#### Provided passage

Only a bold and ambitious launch by Mayor Her on her first days in office can create the momentum to revitalize St. Paul.

Here’s a big bang: Announce a four-year campaign to raise $400 million in public and private funds to finance downtown revitalization. The declaration will itself light up the sky and inject energy and interest into Mayor Her’s administration. The funds will, in turn, equip the mayor to incentivize the formation of partnerships and to coax change from the usual St. Paul standpatters who prefer the status quo or expect deals to secure their support.

Sound pie-in-the-sky? Not for Kaohly Her, whose 15-year career prior to public service was as a successful businesswoman in the investment and finance sector. The mayor’s unique skills can empower St. Paul to pursue what was previously unimaginable and unmistakably demonstrate Mayor Her’s ability to revitalize St. Paul.

Next up: Mayor Her needs to declare an audacious agenda for her first 100 days to stop the slide in St. Paul and launch a new era of vitality, responsiveness and economic optimism.

Here are three catalysts for change.

Open for business

Small business owners, builders, and homeowners are steamed up by the cumbersome and time-consuming process of receiving permits from the city. St. Paul’s laborious slog adds to the costs of building and chases away businesses. When businesses don’t leave the state, they may prefer Woodbury, Eagan and Roseville, which move much faster and with less hassle. Minneapolis has built a larger and more advanced permitting process, making it more “business friendly” in the eyes of property owners and developers.

Mayor Her can create a faster, simpler process in her first 100 days if she makes it a priority. She doesn’t need massive new spending or sweeping legislation to get started. On her first day, the new mayor can issue an executive order that declares a new expectation of 30-day approval for standard permits, a one-stop permit office to cut through the red tape, a new requirement that all relevant departments review applications simultaneously to avoid infuriating run-arounds, and a new Chief Permit Officer who answers directly to the mayor for meeting the new deadlines and achieving simplicity.

Sound impossible? Apparently it isn’t. Cities around the country have turned around their laborious permitting systems. St. Paul can too.

########
#### Material

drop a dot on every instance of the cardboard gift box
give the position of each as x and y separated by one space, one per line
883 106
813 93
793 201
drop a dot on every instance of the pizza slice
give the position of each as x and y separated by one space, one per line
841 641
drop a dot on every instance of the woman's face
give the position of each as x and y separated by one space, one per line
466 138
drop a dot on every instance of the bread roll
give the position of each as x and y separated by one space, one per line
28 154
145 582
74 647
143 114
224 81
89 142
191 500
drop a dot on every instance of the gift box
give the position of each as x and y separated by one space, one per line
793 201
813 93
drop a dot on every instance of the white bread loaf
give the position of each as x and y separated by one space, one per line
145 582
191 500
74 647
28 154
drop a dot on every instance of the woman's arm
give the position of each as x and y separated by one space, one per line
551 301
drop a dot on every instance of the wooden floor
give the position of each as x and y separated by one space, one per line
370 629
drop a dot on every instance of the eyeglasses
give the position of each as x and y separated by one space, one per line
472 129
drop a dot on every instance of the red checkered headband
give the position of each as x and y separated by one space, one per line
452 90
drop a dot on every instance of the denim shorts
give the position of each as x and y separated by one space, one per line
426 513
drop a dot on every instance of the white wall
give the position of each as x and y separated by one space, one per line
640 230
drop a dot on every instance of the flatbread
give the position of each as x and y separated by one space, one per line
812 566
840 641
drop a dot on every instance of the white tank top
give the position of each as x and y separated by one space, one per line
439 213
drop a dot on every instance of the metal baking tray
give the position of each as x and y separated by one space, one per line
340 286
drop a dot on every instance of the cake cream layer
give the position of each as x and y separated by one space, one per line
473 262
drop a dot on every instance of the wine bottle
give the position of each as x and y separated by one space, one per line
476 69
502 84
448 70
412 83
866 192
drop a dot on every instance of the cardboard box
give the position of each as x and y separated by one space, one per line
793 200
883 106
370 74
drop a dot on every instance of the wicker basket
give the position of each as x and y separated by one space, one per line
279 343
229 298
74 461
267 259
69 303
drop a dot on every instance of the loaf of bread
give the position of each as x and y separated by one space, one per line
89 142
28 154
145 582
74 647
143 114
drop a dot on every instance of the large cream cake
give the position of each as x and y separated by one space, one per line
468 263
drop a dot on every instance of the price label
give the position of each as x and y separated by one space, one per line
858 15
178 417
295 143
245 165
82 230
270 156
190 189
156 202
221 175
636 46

########
#### Material

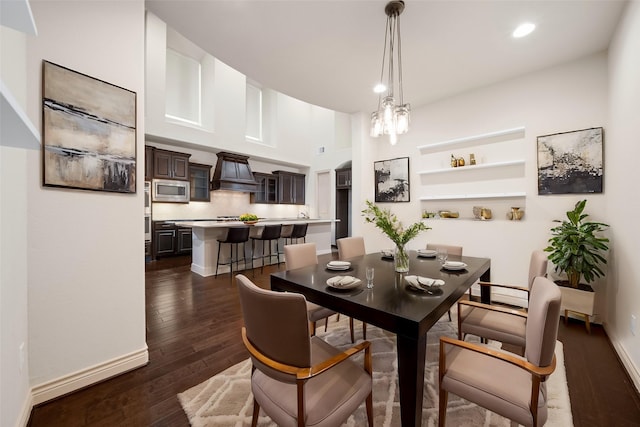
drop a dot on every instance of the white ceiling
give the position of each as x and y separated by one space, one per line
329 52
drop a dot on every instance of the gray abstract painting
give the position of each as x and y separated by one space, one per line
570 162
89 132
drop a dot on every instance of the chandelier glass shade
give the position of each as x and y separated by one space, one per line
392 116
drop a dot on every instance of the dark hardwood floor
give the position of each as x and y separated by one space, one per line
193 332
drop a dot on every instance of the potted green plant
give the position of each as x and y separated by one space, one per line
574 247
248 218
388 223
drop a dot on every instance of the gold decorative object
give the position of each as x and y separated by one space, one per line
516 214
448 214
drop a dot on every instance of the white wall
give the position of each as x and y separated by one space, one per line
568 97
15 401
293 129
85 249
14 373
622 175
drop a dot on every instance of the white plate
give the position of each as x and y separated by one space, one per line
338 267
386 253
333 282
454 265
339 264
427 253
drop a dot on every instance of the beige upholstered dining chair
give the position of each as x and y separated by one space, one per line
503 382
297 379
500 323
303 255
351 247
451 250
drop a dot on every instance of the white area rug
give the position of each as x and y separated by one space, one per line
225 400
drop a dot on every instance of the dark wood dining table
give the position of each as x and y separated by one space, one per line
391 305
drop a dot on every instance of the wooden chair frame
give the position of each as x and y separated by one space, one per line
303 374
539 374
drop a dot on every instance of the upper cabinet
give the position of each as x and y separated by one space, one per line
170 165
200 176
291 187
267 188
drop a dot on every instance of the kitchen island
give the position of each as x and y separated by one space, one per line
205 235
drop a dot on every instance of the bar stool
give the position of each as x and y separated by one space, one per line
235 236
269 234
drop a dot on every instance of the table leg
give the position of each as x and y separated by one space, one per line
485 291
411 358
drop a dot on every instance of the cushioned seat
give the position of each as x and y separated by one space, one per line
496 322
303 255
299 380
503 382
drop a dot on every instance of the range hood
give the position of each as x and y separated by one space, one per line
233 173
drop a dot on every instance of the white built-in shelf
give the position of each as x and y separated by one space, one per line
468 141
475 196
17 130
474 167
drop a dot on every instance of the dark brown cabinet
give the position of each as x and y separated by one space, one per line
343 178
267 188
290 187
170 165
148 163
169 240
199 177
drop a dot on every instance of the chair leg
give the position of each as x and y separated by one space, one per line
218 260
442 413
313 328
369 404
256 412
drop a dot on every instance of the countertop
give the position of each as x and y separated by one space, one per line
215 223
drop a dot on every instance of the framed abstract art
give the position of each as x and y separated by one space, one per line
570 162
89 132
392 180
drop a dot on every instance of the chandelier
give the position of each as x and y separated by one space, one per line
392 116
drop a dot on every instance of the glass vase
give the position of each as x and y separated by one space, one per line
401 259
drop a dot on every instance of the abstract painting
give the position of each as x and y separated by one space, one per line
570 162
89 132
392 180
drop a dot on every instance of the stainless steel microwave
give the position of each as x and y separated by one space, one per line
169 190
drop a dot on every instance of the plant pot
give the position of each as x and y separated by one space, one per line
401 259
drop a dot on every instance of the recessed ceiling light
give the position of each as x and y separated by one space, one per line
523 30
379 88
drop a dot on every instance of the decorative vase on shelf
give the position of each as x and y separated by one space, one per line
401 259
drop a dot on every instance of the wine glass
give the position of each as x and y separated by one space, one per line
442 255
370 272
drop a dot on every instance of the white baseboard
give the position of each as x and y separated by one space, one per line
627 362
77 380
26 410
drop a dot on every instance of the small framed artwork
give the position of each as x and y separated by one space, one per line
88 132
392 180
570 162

########
#### Material

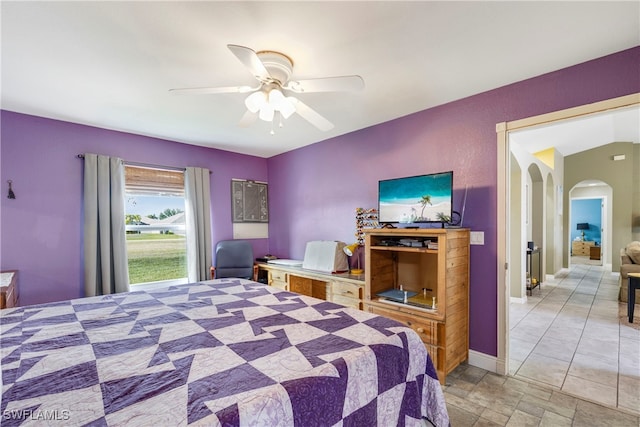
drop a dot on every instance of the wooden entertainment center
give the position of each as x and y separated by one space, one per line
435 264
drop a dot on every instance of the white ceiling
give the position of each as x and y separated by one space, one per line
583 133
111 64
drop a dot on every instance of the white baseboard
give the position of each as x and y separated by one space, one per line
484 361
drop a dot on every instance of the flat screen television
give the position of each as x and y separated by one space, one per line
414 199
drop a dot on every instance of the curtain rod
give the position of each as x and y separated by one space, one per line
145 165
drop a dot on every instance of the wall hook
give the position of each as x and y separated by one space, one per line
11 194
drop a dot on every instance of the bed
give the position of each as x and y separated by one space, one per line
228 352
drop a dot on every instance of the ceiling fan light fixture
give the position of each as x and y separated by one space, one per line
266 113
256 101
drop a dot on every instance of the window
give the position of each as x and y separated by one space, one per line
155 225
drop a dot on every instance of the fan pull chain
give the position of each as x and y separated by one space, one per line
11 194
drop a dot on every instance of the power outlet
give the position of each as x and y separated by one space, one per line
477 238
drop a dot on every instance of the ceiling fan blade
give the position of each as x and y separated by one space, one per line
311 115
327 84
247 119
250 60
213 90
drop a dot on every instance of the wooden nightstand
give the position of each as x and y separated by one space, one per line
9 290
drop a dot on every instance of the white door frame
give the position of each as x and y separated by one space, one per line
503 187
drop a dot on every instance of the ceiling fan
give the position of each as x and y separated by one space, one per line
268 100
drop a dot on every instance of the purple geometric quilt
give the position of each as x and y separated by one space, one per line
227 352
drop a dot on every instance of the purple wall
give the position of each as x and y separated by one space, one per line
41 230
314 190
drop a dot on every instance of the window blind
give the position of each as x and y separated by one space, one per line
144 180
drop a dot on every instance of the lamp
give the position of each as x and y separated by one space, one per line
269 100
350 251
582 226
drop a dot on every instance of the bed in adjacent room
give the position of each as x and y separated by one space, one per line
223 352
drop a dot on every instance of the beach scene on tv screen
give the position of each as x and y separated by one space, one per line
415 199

########

- **Short task 1**
Determine whether each statement below agrees with the St. Paul revitalization text. For each one, answer yes or no and quote the deciding words of the text. (a) The text describes Woodbury, Eagan and Roseville as slower than St. Paul at handling permits. (b) Before entering public service, Kaohly Her spent 15 years in the investment and finance sector. (c) The text states that a faster permit process would require sweeping legislation.
- **Short task 2**
Render this sentence from the St. Paul revitalization text in Spanish: "Cities around the country have turned around their laborious permitting systems."
- **Short task 3**
Carry the St. Paul revitalization text forward from its final sentence.

- **Output 1**
(a) No: "When businesses don’t leave the state, they may prefer Woodbury, Eagan and Roseville, which move much faster and with less hassle."
(b) Yes: "whose 15-year career prior to public service was as a successful businesswoman in the investment and finance sector"
(c) No: "She doesn’t need massive new spending or sweeping legislation to get started."

- **Output 2**
Ciudades de todo el país han transformado sus laboriosos sistemas de permisos.

- **Output 3**
Economic vitality will follow. Private developers in St. Paul, including the Ryan Companies and Schafer Richardson, along with housing nonprofits such as Aeon and CommonBond are eager to build, rehab, and reinvest. But they need a city that keeps up. Reliable 30-day approvals would jump-start stalled housing projects, accelerate storefront reopenings and return responsiveness to City Hall.

‘Safe, clean, open’ downtown

Large sections of downtown are empty, uncared for, and unsafe. Walking along Wabasha or through the skyways is unsettling. Nothing threatens St. Paul’s future more. Disgust with the city reached the point that residents have taken matters into their own hands by creating “Downtown Improvement Districts” and paying out of pocket for safety services, sidewalk cleaning and the removal of graffiti.

The experiences of the Downtown Improvement Districts along with planning by the Saint Paul Downtown Alliance hand Mayor Her a playbook for quick, visible and practical actions to reclaim downtown in her first 100 days. New lights to illuminate once dark corridors and skyways, removal of foul graffiti and the deployment of welcome ambassadors are starting points. Storefronts that sit vacant and currently generate no revenue can be converted into short-term, rent-free sites for pop-up art and restaurant operations that bring people downtown and begin to make downtown feel alive again.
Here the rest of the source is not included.